## DO THIS
Rescale the material from the line with "Q: For every instance of the gray" to the line with "x=378, y=532", both included. Reproduce every line, requests too, but multiply only the x and y coordinates in the answers by 2.55, rounding to whole numbers with halves going up, and leave the requests and their sample coordinates unchanged.

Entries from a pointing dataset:
========

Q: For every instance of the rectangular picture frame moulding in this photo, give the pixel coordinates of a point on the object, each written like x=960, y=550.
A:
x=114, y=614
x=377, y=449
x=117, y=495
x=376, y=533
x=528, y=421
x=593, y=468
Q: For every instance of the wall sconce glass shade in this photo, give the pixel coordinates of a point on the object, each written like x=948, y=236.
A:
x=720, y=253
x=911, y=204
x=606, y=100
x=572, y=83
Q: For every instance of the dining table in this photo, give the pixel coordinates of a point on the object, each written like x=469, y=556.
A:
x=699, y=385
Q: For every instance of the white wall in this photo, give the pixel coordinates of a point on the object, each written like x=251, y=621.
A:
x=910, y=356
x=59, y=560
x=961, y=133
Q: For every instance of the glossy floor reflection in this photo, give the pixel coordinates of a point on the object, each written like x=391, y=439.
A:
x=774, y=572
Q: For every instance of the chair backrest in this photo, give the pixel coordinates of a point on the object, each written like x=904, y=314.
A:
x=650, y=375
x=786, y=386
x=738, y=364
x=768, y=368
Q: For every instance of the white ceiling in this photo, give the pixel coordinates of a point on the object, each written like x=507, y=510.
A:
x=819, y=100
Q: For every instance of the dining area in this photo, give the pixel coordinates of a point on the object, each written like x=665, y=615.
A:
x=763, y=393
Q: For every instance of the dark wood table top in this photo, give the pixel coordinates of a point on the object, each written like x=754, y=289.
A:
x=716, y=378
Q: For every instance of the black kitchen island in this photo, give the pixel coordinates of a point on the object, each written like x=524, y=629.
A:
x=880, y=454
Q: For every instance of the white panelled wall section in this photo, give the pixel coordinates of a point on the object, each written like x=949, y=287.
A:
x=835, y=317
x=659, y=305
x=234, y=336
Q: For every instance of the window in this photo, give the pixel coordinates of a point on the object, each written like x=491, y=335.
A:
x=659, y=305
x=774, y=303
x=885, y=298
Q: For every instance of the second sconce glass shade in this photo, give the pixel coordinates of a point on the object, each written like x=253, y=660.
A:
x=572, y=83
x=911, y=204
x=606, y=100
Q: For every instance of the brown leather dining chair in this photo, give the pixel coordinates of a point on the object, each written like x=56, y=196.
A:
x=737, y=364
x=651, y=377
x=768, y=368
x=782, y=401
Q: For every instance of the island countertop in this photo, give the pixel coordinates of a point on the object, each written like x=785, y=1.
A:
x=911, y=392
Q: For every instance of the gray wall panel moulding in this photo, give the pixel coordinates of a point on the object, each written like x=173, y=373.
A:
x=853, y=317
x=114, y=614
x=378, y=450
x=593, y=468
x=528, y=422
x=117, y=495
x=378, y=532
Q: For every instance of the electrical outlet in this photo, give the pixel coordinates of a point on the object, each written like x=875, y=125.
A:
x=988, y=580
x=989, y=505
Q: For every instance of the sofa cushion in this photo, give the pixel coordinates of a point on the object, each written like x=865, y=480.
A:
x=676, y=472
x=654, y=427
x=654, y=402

========

## SOLVED PROBLEM
Q: For every instance of the gray wall panel moulding in this photo, give the pixel coordinates of a point on the object, each written like x=173, y=373.
A:
x=2175, y=808
x=291, y=1566
x=964, y=1148
x=1512, y=1193
x=1346, y=1076
x=298, y=1262
x=964, y=1357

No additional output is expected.